▸ **Supplied material**
* BEGIN *

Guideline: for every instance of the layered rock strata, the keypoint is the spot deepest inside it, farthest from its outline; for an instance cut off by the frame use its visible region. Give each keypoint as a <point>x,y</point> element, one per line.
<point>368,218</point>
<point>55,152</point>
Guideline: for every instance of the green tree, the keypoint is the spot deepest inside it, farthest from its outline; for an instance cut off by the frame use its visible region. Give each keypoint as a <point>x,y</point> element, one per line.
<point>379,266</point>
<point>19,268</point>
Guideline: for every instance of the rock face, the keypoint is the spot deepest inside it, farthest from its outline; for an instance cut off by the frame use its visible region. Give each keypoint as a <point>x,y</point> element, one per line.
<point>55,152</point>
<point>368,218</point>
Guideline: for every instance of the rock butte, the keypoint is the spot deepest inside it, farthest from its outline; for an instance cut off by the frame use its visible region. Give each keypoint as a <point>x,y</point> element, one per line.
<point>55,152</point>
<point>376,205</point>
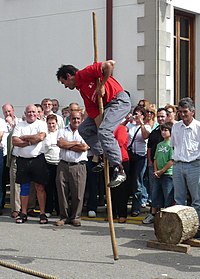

* END *

▸ **Given exercise**
Swap "rock butte" for "rock formation" in the lines of the data from the one containing "Guideline: for every instance of the rock butte, the" through the end, and give back only those lines, otherwise unchanged, without the pictures.

▸ **Finished exercise**
Guideline: for every instance of the rock formation, the keypoint is the spot deepest inside it, farthest from its outline; for an instance cut off by the frame use its visible region. Give each keypoint as a <point>x,y</point> element, one per line.
<point>55,152</point>
<point>376,205</point>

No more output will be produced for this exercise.